Given instruction: Print every one of the following items verbatim, reproducing each line without alteration.

(Extracted items)
++++++++
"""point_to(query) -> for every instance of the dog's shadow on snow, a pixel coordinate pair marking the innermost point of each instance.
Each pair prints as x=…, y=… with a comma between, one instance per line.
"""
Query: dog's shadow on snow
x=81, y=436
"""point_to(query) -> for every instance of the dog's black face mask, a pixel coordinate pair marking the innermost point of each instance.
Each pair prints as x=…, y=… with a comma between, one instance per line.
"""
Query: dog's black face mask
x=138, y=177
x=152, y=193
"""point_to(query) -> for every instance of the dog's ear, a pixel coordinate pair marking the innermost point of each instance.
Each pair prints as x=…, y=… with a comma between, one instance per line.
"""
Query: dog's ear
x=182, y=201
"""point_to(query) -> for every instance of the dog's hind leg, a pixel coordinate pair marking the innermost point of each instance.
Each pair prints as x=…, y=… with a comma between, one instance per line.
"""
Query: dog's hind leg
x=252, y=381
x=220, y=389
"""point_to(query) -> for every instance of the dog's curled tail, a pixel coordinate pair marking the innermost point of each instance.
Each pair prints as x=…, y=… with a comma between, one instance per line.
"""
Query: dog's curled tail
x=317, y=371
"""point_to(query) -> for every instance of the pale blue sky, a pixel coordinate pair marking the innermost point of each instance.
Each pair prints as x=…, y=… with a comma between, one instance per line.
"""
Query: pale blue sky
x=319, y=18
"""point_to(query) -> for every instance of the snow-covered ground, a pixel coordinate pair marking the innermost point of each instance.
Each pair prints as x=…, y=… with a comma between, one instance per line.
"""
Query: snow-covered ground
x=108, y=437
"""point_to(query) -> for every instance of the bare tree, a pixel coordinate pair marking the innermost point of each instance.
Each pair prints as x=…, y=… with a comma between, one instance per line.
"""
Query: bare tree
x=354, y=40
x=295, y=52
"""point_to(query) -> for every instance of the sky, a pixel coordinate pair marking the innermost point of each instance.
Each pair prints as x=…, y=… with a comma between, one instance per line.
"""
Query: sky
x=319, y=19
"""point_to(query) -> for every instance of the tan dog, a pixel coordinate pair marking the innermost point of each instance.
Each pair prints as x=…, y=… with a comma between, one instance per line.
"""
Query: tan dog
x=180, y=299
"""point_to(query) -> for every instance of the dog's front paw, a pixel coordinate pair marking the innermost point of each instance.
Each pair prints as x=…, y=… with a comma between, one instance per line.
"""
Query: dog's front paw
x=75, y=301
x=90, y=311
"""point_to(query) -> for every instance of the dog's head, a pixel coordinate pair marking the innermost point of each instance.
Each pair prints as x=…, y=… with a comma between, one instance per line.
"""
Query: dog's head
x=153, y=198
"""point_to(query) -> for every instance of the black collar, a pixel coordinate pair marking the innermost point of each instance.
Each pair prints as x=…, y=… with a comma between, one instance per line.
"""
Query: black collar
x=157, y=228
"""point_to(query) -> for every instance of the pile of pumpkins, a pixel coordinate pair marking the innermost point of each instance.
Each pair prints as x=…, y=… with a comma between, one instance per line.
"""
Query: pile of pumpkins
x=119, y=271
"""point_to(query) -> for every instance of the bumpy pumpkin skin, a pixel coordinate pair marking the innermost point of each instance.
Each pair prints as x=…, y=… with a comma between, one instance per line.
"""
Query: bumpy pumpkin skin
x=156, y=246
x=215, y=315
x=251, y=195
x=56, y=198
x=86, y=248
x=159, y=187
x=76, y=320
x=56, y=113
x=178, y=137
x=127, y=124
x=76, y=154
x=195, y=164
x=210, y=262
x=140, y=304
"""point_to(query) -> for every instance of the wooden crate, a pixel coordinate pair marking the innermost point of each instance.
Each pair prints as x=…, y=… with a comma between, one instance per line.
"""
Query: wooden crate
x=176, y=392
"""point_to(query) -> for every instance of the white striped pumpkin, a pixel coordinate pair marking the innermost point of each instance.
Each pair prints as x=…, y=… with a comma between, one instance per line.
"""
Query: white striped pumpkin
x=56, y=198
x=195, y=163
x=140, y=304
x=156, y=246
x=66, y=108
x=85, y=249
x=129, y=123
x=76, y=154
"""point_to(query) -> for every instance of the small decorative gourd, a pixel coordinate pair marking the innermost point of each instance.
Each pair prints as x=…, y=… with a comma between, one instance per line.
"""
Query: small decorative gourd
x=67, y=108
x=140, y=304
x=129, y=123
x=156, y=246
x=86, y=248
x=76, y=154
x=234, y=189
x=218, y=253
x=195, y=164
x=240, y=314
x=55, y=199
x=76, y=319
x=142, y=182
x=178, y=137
++++++++
Worked answer:
"""point_to(query) -> for every instance of the dog's shadow on snow, a pixel coordinate pair marking the innermost point of each instance.
Each pair prints as x=…, y=… with a comma between, one instance per line.
"""
Query: dog's shadow on snow
x=81, y=436
"""point_to(query) -> for every instance of the dog's black face mask, a pixel coordinate pair marking the innermost point of each instance.
Each pair prints as x=…, y=… with a comma between, one instance per line.
"""
Query: dog's black face mask
x=138, y=177
x=152, y=193
"""point_to(query) -> for every instance of the dog's ear, a pixel coordinate pair marking the innermost point of each instance.
Each pair prints as x=…, y=… with a comma between, one instance per line.
"""
Query: dog's ear
x=182, y=201
"""point_to(query) -> for every instance of the dog's hind leg, a pixel coordinate pair marking the innermost point of each instance.
Each pair prints as x=…, y=… with a comma between, one instance per line.
"""
Query: dog's hind leg
x=252, y=381
x=220, y=389
"""point_to(query) -> for every instance of the dog's curled tail, a pixel coordinate pair marking the innermost point of each instance.
Each pair prints as x=…, y=… with a comma between, one instance per line.
"""
Query: dog's curled tail
x=317, y=371
"""point_to(query) -> for every instance of the pale blue sky, a pixel coordinate pair marking the innermost point of each instance.
Each pair prints as x=…, y=… with a comma between, one instance per line.
"""
Query: pale blue sky
x=319, y=18
"""point_to(query) -> for every instance of the snow-covered ground, a pixel coordinate pair marking the innermost point of each instance.
Each pair prints as x=…, y=… with a comma between, one instance per line.
"""
Query: snow-covered ground
x=108, y=437
"""point_to(query) -> for every instance of the bare tree, a pixel coordinate pair marking the innermost point of each instance.
Each pair prints as x=…, y=… with a comma between, one instance per line.
"""
Query: bare tree
x=354, y=40
x=295, y=52
"""point_to(query) -> for every instance of the sky, a pixel coordinate pair marking the innermost point of each instance.
Each pair prints as x=…, y=… with a comma between, one instance per line.
"""
Query: sky
x=319, y=19
"""point_to(query) -> for every instance of the tan dog, a pixel coordinate pair marking the innermost point of each instance.
Each pair prints as x=…, y=… with a comma between, one instance per line.
"""
Query: tan dog
x=180, y=299
"""point_to(query) -> for every instance of the dog's front paw, a pixel coordinate pair marking the innermost point of each instance.
Each pair prints as x=…, y=… with a comma between, one instance per line.
"""
Query: dog's front paw
x=75, y=301
x=90, y=311
"""point_to(query) -> for every instance of the dog's head, a pixel coordinate pair marking the innermost point of each instance.
Each pair prints as x=…, y=… with a comma between, one instance per line.
"""
Query: dog's head
x=153, y=198
"""point_to(query) -> for every instance of the black collar, a pixel coordinate pair marking the innermost point of each instance.
Each pair prints as x=…, y=… with a comma between, one instance per line.
"""
Query: black collar
x=157, y=228
"""point_to(query) -> for every instance of the pile of pumpkins, a pixel coordinate pair marking the innermost point of each instance.
Each pair prints as x=…, y=… with a comma between, one instance per line.
"""
Query: pile of pumpkins
x=119, y=271
"""point_to(query) -> for every instance of the bumpy pumpkin skin, a pixel coordinate pair marking the innermost point of each instance.
Each pair prints as x=…, y=… with a comma between, one instance per line.
"""
Query: bumpy pumpkin skin
x=156, y=246
x=215, y=315
x=251, y=195
x=56, y=198
x=86, y=248
x=159, y=187
x=76, y=320
x=56, y=113
x=178, y=137
x=127, y=124
x=76, y=154
x=195, y=164
x=210, y=262
x=140, y=304
"""point_to(query) -> for every instance of the wooden crate, a pixel coordinate pair marking the innermost point of each instance.
Each pair prints as x=…, y=… with a comma between, one instance per line.
"""
Query: wooden crate
x=176, y=392
"""point_to(query) -> for every instance of the white striped pumpkin, a pixel coordinate pair marking the innermost point of each instance.
Each pair prints as x=…, y=… with a comma between, one instance per line.
"""
Query: white striped pumpkin
x=56, y=198
x=195, y=163
x=140, y=304
x=156, y=246
x=66, y=108
x=85, y=249
x=129, y=123
x=76, y=154
"""point_to(query) -> for every instance of the small decorative gourd, a pixel coordinate pair marking the innermost point of each instance.
Each pair prints as x=…, y=… with a comma between, one instance per line.
"""
Query: small decorative gourd
x=67, y=108
x=140, y=304
x=129, y=123
x=156, y=246
x=86, y=248
x=76, y=154
x=234, y=189
x=218, y=253
x=195, y=164
x=240, y=314
x=55, y=199
x=76, y=319
x=142, y=182
x=178, y=137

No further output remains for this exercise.